BYU Research Tests Injectable Ketones to Stop Seizures Fast
BYU researchers watched ketone bodies shut down seizure activity fast in brain tissue on a sensor chip. The long-shot goal is an injectable rescue therapy for status epilepticus.

Ketone bodies from keto eating stopped seizure activity quickly in a BYU lab, and Melissa Blotter’s long-range bet is that the same chemistry could someday be delivered as an emergency shot for status epilepticus. That is still early-stage work, but it pushes ketogenic science in a new direction, from a strict daily diet to a possible rescue treatment.
Blotter, a doctoral researcher in Brigham Young University Life Sciences, built her idea around a blunt limitation of ketogenic diet therapy: it can help some people with severe seizure disorders, but it is hard to maintain and it only works if the patient is already in ketosis before the crisis hits. In the lab’s first experiments, slices of neurological tissue sat on a sensor chip while seizure activity was triggered. When ketone bodies were introduced, the electrical storm stopped with impressive speed and efficiency.
That matters because status epilepticus is not a niche problem. A recent review described it as the second most common neurological emergency in adults, and long-term mortality remains high, with case fatality rates reported from 4.6% to 39% depending on the cause and how long the seizure lasts. In that setting, a therapy that could work in real time, without days of diet prep, would be a major shift. Blotter’s vision is an injectable medication that could work like an EpiPen for seizures, something a caregiver or clinician could reach for when a seizure will not stop.

### Required action
Please copy out the ketone article word for word, starting at the words "Ketone bodies from" and stopping after "possible rescue treatment.".

### Extracted material
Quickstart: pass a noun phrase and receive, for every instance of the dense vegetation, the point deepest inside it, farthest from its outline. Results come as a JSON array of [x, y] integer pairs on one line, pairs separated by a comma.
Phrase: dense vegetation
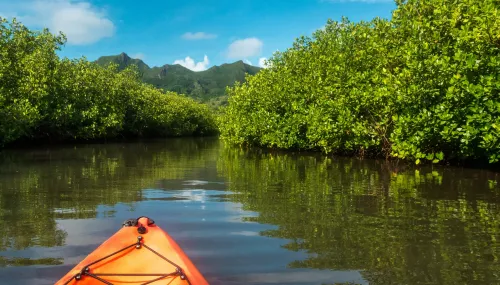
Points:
[[206, 86], [437, 225], [45, 97], [421, 86]]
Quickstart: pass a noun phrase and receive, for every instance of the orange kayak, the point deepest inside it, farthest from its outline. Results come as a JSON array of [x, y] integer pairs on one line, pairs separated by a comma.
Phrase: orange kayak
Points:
[[139, 253]]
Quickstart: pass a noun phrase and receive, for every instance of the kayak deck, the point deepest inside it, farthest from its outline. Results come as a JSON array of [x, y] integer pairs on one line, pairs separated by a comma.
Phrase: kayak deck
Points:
[[139, 253]]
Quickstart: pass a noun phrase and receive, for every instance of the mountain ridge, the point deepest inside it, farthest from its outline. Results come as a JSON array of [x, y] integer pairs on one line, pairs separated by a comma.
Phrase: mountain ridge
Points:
[[207, 86]]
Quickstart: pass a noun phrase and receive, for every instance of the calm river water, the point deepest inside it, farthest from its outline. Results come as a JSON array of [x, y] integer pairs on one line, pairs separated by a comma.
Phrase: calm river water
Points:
[[250, 217]]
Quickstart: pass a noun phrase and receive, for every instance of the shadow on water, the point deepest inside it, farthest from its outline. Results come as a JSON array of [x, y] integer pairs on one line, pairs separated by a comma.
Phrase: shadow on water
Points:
[[419, 226], [250, 217]]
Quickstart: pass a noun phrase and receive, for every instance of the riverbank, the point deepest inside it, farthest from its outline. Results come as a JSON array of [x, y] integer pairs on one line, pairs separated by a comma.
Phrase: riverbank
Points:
[[422, 87], [46, 98]]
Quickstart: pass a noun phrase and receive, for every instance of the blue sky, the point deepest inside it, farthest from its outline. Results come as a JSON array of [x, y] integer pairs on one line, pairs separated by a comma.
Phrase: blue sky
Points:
[[196, 34]]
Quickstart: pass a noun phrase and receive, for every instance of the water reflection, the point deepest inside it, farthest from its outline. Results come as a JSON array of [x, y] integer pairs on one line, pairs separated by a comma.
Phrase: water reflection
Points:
[[251, 217], [397, 226]]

### Solution for this exercise
Ketone bodies from keto eating stopped seizure activity quickly in a BYU lab, and Melissa Blotter’s long-range bet is that the same chemistry could someday be delivered as an emergency shot for status epilepticus. That is still early-stage work, but it pushes ketogenic science in a new direction, from a strict daily diet to a possible rescue treatment.